-- DATA SUPPLIED --
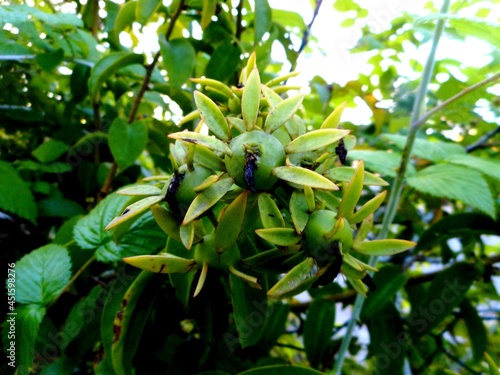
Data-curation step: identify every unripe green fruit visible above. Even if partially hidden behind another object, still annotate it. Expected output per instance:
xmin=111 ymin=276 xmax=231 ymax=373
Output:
xmin=304 ymin=210 xmax=337 ymax=261
xmin=194 ymin=233 xmax=241 ymax=271
xmin=225 ymin=130 xmax=286 ymax=191
xmin=175 ymin=166 xmax=212 ymax=205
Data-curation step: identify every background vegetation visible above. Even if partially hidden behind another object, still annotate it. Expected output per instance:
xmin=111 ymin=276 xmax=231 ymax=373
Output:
xmin=0 ymin=0 xmax=500 ymax=374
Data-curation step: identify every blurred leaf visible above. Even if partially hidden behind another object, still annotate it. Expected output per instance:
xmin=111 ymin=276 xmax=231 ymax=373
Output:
xmin=205 ymin=39 xmax=241 ymax=83
xmin=0 ymin=160 xmax=37 ymax=222
xmin=238 ymin=365 xmax=323 ymax=375
xmin=444 ymin=154 xmax=500 ymax=182
xmin=114 ymin=0 xmax=136 ymax=35
xmin=409 ymin=263 xmax=478 ymax=337
xmin=382 ymin=134 xmax=465 ymax=163
xmin=415 ymin=212 xmax=500 ymax=251
xmin=303 ymin=296 xmax=335 ymax=368
xmin=108 ymin=117 xmax=148 ymax=169
xmin=16 ymin=244 xmax=71 ymax=305
xmin=15 ymin=306 xmax=46 ymax=375
xmin=361 ymin=264 xmax=408 ymax=321
xmin=159 ymin=37 xmax=196 ymax=91
xmin=35 ymin=49 xmax=64 ymax=71
xmin=135 ymin=0 xmax=161 ymax=25
xmin=88 ymin=52 xmax=144 ymax=101
xmin=254 ymin=0 xmax=272 ymax=45
xmin=460 ymin=298 xmax=488 ymax=362
xmin=408 ymin=164 xmax=495 ymax=218
xmin=229 ymin=274 xmax=268 ymax=348
xmin=31 ymin=139 xmax=69 ymax=163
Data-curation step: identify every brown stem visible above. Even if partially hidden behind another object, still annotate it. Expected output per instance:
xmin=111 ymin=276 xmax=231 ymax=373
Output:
xmin=98 ymin=0 xmax=185 ymax=201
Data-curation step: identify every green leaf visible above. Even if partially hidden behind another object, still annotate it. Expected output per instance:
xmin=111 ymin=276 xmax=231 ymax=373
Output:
xmin=290 ymin=189 xmax=309 ymax=234
xmin=408 ymin=164 xmax=495 ymax=218
xmin=111 ymin=272 xmax=154 ymax=375
xmin=108 ymin=117 xmax=148 ymax=169
xmin=272 ymin=166 xmax=339 ymax=190
xmin=267 ymin=258 xmax=318 ymax=299
xmin=194 ymin=91 xmax=229 ymax=141
xmin=114 ymin=0 xmax=138 ymax=32
xmin=264 ymin=94 xmax=304 ymax=133
xmin=241 ymin=68 xmax=260 ymax=131
xmin=229 ymin=274 xmax=268 ymax=348
xmin=35 ymin=48 xmax=64 ymax=72
xmin=415 ymin=14 xmax=500 ymax=47
xmin=183 ymin=178 xmax=233 ymax=224
xmin=123 ymin=254 xmax=196 ymax=273
xmin=159 ymin=36 xmax=196 ymax=91
xmin=15 ymin=304 xmax=46 ymax=375
xmin=361 ymin=264 xmax=408 ymax=321
xmin=409 ymin=263 xmax=478 ymax=338
xmin=352 ymin=239 xmax=416 ymax=256
xmin=325 ymin=167 xmax=389 ymax=186
xmin=215 ymin=190 xmax=248 ymax=253
xmin=16 ymin=244 xmax=71 ymax=305
xmin=255 ymin=228 xmax=302 ymax=246
xmin=31 ymin=139 xmax=69 ymax=163
xmin=382 ymin=134 xmax=465 ymax=163
xmin=168 ymin=131 xmax=232 ymax=155
xmin=258 ymin=193 xmax=285 ymax=228
xmin=205 ymin=39 xmax=242 ymax=82
xmin=444 ymin=154 xmax=500 ymax=182
xmin=285 ymin=129 xmax=349 ymax=154
xmin=460 ymin=298 xmax=488 ymax=362
xmin=0 ymin=161 xmax=37 ymax=222
xmin=254 ymin=0 xmax=272 ymax=45
xmin=415 ymin=212 xmax=500 ymax=251
xmin=238 ymin=365 xmax=323 ymax=375
xmin=135 ymin=0 xmax=161 ymax=25
xmin=304 ymin=296 xmax=335 ymax=368
xmin=320 ymin=101 xmax=347 ymax=129
xmin=201 ymin=0 xmax=217 ymax=29
xmin=88 ymin=52 xmax=144 ymax=101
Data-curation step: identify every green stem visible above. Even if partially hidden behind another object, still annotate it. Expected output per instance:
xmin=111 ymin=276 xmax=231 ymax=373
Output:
xmin=333 ymin=0 xmax=450 ymax=375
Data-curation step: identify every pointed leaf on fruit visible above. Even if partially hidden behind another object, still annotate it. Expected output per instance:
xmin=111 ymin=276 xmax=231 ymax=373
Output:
xmin=215 ymin=190 xmax=249 ymax=253
xmin=123 ymin=254 xmax=196 ymax=273
xmin=285 ymin=129 xmax=350 ymax=154
xmin=255 ymin=228 xmax=302 ymax=246
xmin=352 ymin=239 xmax=416 ymax=256
xmin=264 ymin=94 xmax=304 ymax=133
xmin=258 ymin=193 xmax=285 ymax=228
xmin=183 ymin=178 xmax=233 ymax=224
xmin=168 ymin=131 xmax=231 ymax=157
xmin=241 ymin=68 xmax=260 ymax=131
xmin=273 ymin=166 xmax=339 ymax=190
xmin=104 ymin=195 xmax=163 ymax=230
xmin=347 ymin=190 xmax=387 ymax=224
xmin=194 ymin=91 xmax=229 ymax=141
xmin=320 ymin=102 xmax=347 ymax=129
xmin=337 ymin=159 xmax=364 ymax=217
xmin=267 ymin=258 xmax=318 ymax=299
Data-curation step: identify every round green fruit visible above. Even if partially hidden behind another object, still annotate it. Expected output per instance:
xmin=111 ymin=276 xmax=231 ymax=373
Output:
xmin=225 ymin=130 xmax=286 ymax=191
xmin=194 ymin=233 xmax=241 ymax=271
xmin=175 ymin=166 xmax=212 ymax=205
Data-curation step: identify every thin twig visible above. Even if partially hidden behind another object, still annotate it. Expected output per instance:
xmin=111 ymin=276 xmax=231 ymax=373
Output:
xmin=465 ymin=126 xmax=500 ymax=152
xmin=98 ymin=0 xmax=185 ymax=201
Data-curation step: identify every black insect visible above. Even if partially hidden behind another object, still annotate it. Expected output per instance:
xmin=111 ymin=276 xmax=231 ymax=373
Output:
xmin=313 ymin=241 xmax=343 ymax=288
xmin=361 ymin=274 xmax=377 ymax=292
xmin=243 ymin=152 xmax=259 ymax=193
xmin=165 ymin=172 xmax=184 ymax=217
xmin=335 ymin=139 xmax=347 ymax=165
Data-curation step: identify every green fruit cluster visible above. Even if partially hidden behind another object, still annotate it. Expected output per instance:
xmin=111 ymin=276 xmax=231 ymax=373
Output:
xmin=108 ymin=54 xmax=414 ymax=299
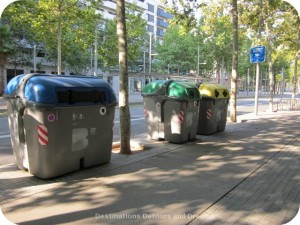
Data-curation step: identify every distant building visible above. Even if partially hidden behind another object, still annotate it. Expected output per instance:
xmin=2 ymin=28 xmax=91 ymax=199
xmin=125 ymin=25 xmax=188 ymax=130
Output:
xmin=4 ymin=0 xmax=172 ymax=93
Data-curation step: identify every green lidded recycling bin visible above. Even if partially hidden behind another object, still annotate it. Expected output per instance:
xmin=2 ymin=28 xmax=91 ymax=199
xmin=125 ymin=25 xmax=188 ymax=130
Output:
xmin=142 ymin=80 xmax=200 ymax=143
xmin=197 ymin=83 xmax=230 ymax=135
xmin=4 ymin=74 xmax=117 ymax=179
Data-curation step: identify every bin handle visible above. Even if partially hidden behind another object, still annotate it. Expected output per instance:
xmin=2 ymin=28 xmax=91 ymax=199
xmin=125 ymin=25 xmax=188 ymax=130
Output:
xmin=16 ymin=73 xmax=40 ymax=112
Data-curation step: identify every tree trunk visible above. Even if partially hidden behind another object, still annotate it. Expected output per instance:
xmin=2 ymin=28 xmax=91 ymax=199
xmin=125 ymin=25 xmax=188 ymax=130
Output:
xmin=230 ymin=0 xmax=238 ymax=123
xmin=0 ymin=62 xmax=4 ymax=96
xmin=292 ymin=19 xmax=300 ymax=99
xmin=117 ymin=0 xmax=131 ymax=154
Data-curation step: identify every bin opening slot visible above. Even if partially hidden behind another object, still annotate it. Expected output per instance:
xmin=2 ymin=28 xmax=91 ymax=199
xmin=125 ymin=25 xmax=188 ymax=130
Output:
xmin=56 ymin=90 xmax=106 ymax=105
xmin=188 ymin=90 xmax=196 ymax=99
xmin=215 ymin=90 xmax=219 ymax=98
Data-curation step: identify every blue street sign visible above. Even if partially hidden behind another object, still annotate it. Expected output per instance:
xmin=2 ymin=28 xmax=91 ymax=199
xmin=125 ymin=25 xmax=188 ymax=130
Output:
xmin=250 ymin=46 xmax=266 ymax=63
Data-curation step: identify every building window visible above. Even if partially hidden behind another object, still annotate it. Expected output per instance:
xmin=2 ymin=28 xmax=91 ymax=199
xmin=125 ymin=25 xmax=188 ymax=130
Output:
xmin=157 ymin=19 xmax=169 ymax=28
xmin=147 ymin=14 xmax=154 ymax=23
xmin=148 ymin=24 xmax=154 ymax=33
xmin=148 ymin=3 xmax=154 ymax=12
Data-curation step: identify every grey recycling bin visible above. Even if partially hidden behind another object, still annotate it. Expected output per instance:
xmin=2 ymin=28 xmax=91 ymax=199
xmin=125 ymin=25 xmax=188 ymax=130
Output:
xmin=197 ymin=83 xmax=230 ymax=135
xmin=142 ymin=80 xmax=200 ymax=143
xmin=4 ymin=74 xmax=117 ymax=178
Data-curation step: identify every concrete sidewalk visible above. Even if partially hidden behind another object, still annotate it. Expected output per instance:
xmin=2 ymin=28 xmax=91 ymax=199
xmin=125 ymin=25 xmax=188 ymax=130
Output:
xmin=0 ymin=111 xmax=300 ymax=225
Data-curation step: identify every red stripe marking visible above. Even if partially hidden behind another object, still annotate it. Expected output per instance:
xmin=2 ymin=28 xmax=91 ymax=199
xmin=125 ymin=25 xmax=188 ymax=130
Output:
xmin=39 ymin=135 xmax=48 ymax=145
xmin=38 ymin=125 xmax=48 ymax=136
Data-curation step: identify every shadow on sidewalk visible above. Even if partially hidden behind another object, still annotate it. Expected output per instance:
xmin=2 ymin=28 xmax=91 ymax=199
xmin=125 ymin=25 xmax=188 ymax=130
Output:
xmin=1 ymin=111 xmax=300 ymax=224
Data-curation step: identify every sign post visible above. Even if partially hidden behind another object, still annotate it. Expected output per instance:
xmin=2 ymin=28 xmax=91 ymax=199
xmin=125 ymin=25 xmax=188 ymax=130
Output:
xmin=250 ymin=46 xmax=266 ymax=116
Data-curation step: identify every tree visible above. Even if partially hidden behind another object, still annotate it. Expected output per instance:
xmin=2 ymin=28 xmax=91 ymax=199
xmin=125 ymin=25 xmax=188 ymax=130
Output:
xmin=99 ymin=3 xmax=147 ymax=71
xmin=230 ymin=0 xmax=238 ymax=122
xmin=0 ymin=24 xmax=13 ymax=95
xmin=156 ymin=25 xmax=197 ymax=72
xmin=116 ymin=0 xmax=131 ymax=154
xmin=3 ymin=0 xmax=100 ymax=72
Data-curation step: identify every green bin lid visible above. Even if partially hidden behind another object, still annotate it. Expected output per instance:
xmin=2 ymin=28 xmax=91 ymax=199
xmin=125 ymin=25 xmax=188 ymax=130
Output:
xmin=199 ymin=83 xmax=230 ymax=99
xmin=167 ymin=81 xmax=200 ymax=100
xmin=142 ymin=80 xmax=167 ymax=96
xmin=142 ymin=80 xmax=200 ymax=100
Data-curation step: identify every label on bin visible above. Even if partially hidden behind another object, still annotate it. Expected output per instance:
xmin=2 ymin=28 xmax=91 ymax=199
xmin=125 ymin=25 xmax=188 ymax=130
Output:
xmin=47 ymin=113 xmax=55 ymax=122
xmin=38 ymin=124 xmax=48 ymax=145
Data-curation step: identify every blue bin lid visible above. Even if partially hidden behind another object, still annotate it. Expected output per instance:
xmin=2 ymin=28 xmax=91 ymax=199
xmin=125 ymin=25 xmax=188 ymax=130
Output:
xmin=5 ymin=74 xmax=117 ymax=106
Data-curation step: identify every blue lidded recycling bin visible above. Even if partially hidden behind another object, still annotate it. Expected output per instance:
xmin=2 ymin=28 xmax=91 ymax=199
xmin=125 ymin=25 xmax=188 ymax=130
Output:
xmin=4 ymin=74 xmax=117 ymax=178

-- WHAT IS ASKED --
Reproduce the listing from the line containing "Data-curation step: identify every bin opening" down to the line containing "xmin=148 ymin=3 xmax=154 ymax=12", substituting "road sign" for "street sign" and leaving everything else unchanged. Give only those lines.

-- FINAL ANSWER --
Data-curation step: identify every bin opening slot visible above. Even if partially hidden behind another object, still annotate it. Expected output per instance:
xmin=2 ymin=28 xmax=91 ymax=199
xmin=125 ymin=25 xmax=188 ymax=130
Output:
xmin=56 ymin=90 xmax=106 ymax=105
xmin=188 ymin=90 xmax=196 ymax=99
xmin=215 ymin=90 xmax=219 ymax=98
Data-curation step: identify every blue road sign visible above. Even if partially hidden behind another object, still annotate it. Expected output per instance:
xmin=2 ymin=28 xmax=91 ymax=199
xmin=125 ymin=25 xmax=188 ymax=130
Output:
xmin=250 ymin=46 xmax=266 ymax=63
Data-curation step: identify every building window visible above. Even if partially hidden behind another object, still annotate it. Expected output per instance:
xmin=2 ymin=28 xmax=91 ymax=199
xmin=125 ymin=25 xmax=188 ymax=130
Output:
xmin=157 ymin=19 xmax=169 ymax=28
xmin=147 ymin=14 xmax=154 ymax=23
xmin=148 ymin=24 xmax=154 ymax=33
xmin=148 ymin=3 xmax=154 ymax=12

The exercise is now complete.